_DATASET CONTENT_
════

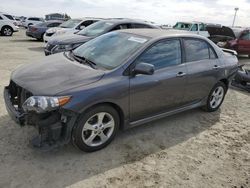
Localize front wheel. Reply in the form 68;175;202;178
72;105;120;152
203;82;227;112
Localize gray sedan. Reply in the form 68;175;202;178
26;20;63;41
4;29;238;152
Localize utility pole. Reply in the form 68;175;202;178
232;8;239;27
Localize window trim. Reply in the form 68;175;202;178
131;37;184;72
181;37;218;63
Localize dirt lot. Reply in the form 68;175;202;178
0;28;250;188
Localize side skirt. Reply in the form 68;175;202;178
128;99;206;128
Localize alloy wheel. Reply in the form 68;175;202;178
82;112;115;147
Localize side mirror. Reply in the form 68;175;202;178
80;25;85;30
133;63;155;75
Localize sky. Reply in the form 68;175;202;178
0;0;250;26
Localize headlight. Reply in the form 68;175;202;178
22;96;71;113
54;30;66;35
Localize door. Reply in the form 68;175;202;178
130;39;187;121
238;31;250;54
183;38;222;104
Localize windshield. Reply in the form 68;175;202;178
73;32;148;70
60;19;81;28
173;22;192;30
4;14;14;20
77;21;114;37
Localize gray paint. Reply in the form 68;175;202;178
12;29;238;129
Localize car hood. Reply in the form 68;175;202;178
11;53;104;96
207;26;236;39
49;34;91;45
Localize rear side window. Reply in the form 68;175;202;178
131;23;152;28
4;14;14;20
112;24;129;31
184;39;217;62
136;39;181;69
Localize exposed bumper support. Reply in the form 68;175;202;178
4;87;78;150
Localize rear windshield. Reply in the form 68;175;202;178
60;19;81;28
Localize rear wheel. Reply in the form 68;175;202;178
204;82;227;112
1;26;13;36
72;105;120;152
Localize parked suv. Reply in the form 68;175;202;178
23;17;44;28
44;19;159;55
44;18;100;43
173;22;209;37
4;29;238;151
0;13;18;36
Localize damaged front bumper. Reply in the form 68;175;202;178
4;87;77;150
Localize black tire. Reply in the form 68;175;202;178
72;105;120;152
202;81;227;112
1;26;13;37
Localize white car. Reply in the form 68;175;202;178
0;13;19;36
43;18;100;43
22;17;44;28
173;22;210;37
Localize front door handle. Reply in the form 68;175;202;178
176;72;186;77
213;65;220;69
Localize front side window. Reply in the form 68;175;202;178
73;32;148;70
190;24;198;31
136;39;181;70
4;14;14;20
184;39;217;62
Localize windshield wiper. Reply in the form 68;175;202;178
71;52;97;69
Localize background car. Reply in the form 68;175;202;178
173;22;209;37
44;18;100;42
26;20;63;41
0;13;19;36
4;29;238;152
22;17;44;28
208;26;250;58
44;19;160;55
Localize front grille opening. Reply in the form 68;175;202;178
9;81;32;112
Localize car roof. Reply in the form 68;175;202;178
101;18;157;27
118;29;199;39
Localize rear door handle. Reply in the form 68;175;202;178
176;72;186;77
213;65;220;69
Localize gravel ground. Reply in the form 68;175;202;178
0;30;250;188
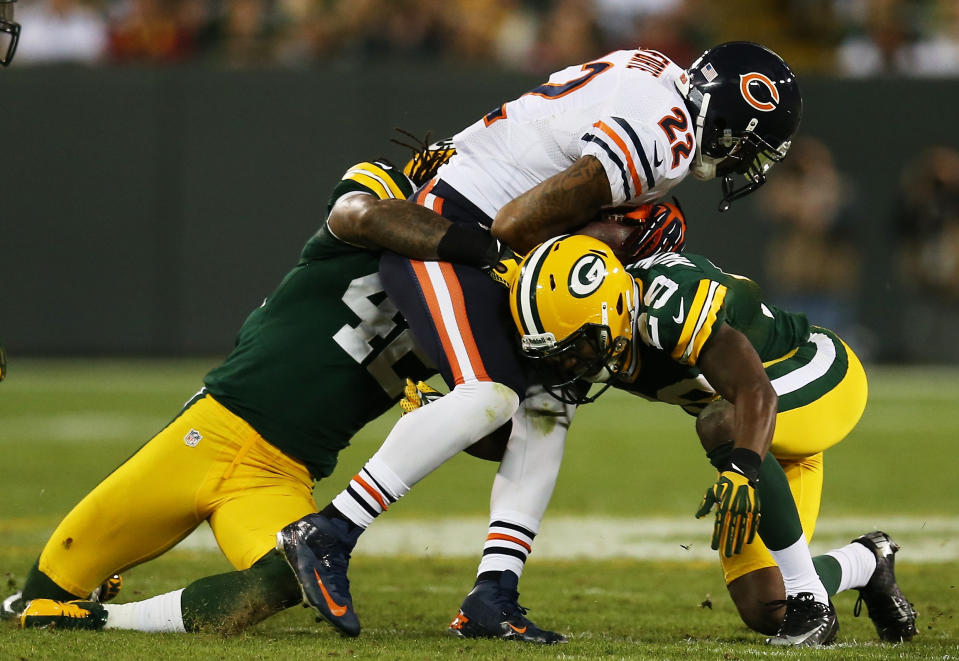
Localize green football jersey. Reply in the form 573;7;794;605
615;253;847;415
627;253;809;366
204;162;434;479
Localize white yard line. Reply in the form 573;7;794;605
181;515;959;563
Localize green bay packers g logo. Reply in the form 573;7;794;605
739;71;779;112
568;254;606;298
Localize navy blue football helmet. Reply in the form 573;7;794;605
677;41;802;211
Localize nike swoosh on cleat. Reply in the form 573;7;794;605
313;569;347;617
673;299;686;324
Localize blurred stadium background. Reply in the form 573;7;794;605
0;0;959;360
0;0;959;648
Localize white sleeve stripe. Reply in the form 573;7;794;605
683;280;719;362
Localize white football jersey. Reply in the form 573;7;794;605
439;49;696;218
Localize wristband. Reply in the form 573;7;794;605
436;223;499;268
729;448;763;485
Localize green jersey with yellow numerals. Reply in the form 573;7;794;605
616;253;847;414
204;162;433;479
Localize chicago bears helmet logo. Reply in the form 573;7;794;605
569;253;606;298
739;71;779;112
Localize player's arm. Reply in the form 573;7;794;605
696;323;778;462
491;155;612;254
327;193;498;266
696;323;778;557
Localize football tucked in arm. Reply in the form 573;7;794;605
575;204;652;264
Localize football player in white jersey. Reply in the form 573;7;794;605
280;42;802;643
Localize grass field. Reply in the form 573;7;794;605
0;360;959;659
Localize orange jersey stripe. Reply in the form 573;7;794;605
593;122;643;197
353;473;389;512
410;258;463;383
486;532;533;553
439;262;490;381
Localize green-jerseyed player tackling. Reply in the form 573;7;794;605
3;137;496;631
510;205;916;645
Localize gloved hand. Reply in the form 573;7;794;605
400;379;443;415
486;243;523;289
696;467;760;558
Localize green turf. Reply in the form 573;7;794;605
0;361;959;659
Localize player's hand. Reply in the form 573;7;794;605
486;244;523;289
400;379;443;415
696;469;760;558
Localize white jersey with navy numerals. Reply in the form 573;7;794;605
440;50;696;217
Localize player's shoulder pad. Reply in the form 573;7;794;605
632;253;726;365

════

_EXERCISE GOAL_
Can you copy every one of the lines above word for word, leaving the pictures out?

_TASK ANSWER_
Localize front wheel. Reply in the form 68;175;202;178
72;105;120;152
203;82;227;112
Localize gray sedan. Reply in the form 68;175;202;178
26;20;63;41
4;29;238;152
Localize utility pole. Reply in the form 68;175;202;178
232;8;239;27
Localize window trim. Reply in the form 68;175;202;178
131;37;184;72
181;37;218;63
Localize dirt lot. Reply in the form 68;175;202;178
0;28;250;188
Localize side skirt. Reply in the form 68;175;202;178
128;99;206;128
Localize alloy wheel. Reply in the form 68;175;202;178
82;112;115;147
Localize side mirror. Reply in the form 68;175;202;178
80;25;85;30
133;63;155;75
Localize sky. Reply in the form 68;175;202;178
0;0;250;26
Localize headlight. Reply in the form 68;175;202;178
22;96;71;113
54;30;66;35
Localize door. Reply in the form 68;175;202;178
130;39;187;121
238;31;250;54
183;38;222;104
Localize windshield. Reply in the form 68;175;202;178
73;32;148;70
60;19;81;28
173;22;192;30
4;14;14;20
77;21;114;37
Localize gray paint. Reply in the form 68;175;202;178
12;29;238;129
Localize car hood. Reply in the form 68;175;202;178
11;53;104;96
207;26;236;39
49;34;91;45
Localize rear side window. Reply in the form 68;175;202;178
131;23;152;28
4;14;14;20
112;24;129;31
184;39;217;62
136;39;181;69
Localize exposed bumper support. Reply in the form 68;175;202;178
4;87;78;150
Localize rear windshield. Reply in the form 68;175;202;178
60;19;81;28
Localize rear wheel. Reply in the form 68;175;202;178
204;82;227;112
1;26;13;36
72;105;120;152
Localize parked suv. Reply in the form 68;175;202;178
23;17;44;28
44;19;159;55
44;18;100;43
173;22;209;37
4;29;238;151
0;13;18;36
Localize damaged front bumper. Reply in the form 68;175;202;178
4;87;77;150
Localize black tire. Reply in the form 68;175;202;178
72;105;120;152
202;81;227;112
1;26;13;37
Localize white car. Reply in the form 68;175;202;178
0;13;19;36
43;18;100;43
22;17;44;28
173;22;210;37
Localize front door handle. Reply in the form 68;175;202;178
176;72;186;77
213;65;220;69
Localize front side window. Reply in the form 68;175;202;178
73;32;148;70
190;24;198;31
136;39;181;70
4;14;14;20
184;39;217;62
Localize windshield wiper. Reply in the form 68;175;202;178
71;52;97;69
Localize background car. Reply in the form 68;175;202;178
173;22;209;37
44;18;100;42
26;20;63;41
0;13;19;36
4;29;238;152
22;17;44;28
208;26;250;58
44;19;160;55
Localize front grille opening. Reply in the form 68;175;202;178
9;81;32;112
Localize car roof. Reply in the form 68;175;202;178
101;18;157;27
118;29;199;39
Localize rear door handle. Reply in the form 68;175;202;178
176;72;186;77
213;65;220;69
Localize gravel ground. Reply in the form 68;175;202;178
0;30;250;188
Localize green football jersey. Reply in the form 573;7;794;605
615;253;847;415
627;253;809;366
204;162;434;479
Localize white yard line. Reply in the form 573;7;794;605
181;515;959;563
Localize green bay packers g logo. Reply in the form 573;7;794;605
739;71;779;112
568;254;606;298
Localize navy blue football helmet. Reply in the form 573;7;794;605
677;41;802;211
Localize nike swoosh on cleat. Reply in the form 573;7;794;605
313;569;347;617
673;299;686;324
Localize blurred stadium background. Reply in the form 573;7;794;605
0;0;959;360
0;0;959;648
Localize white sleeve stripe. Reply in the form 573;7;794;605
683;280;719;362
Localize white football jersey. Reply in the form 573;7;794;605
439;49;696;218
Localize wristband. Reply in the form 573;7;794;605
436;223;499;268
729;448;763;485
Localize green jersey with yellow numerals. Reply in the form 573;7;794;605
616;253;847;414
204;162;433;479
Localize chicago bears helmet logo. Reply in the form 573;7;794;605
569;253;606;298
739;71;779;112
Localize player's arm. Reply in the form 573;7;794;605
696;323;778;462
491;155;612;254
327;193;498;266
696;323;778;557
Localize football tucked in arm. Reply in the form 573;7;794;605
575;204;652;264
Localize football player in white jersey. Reply in the form 573;7;794;605
280;42;802;643
Localize grass field. Reply in the form 573;7;794;605
0;360;959;659
Localize orange jersey stripe. Reply in the form 573;7;794;605
593;122;643;197
353;473;389;512
410;258;463;383
486;532;533;553
439;262;490;381
Localize green-jerseyed player tackling. Reply in the form 573;7;794;605
3;137;496;631
510;205;916;645
Localize gloved hand. Reply in the form 573;7;794;605
400;379;443;415
486;243;523;289
696;467;760;558
Localize green turf. Reply in the form 573;7;794;605
0;361;959;659
Localize player's hand. Reply in the form 573;7;794;605
486;244;523;289
400;379;443;415
696;469;760;558
Localize white jersey with navy numerals. Reply in the form 573;7;794;605
440;50;696;217
Localize player's shoulder pad. Reply in the form 573;7;794;605
632;253;726;365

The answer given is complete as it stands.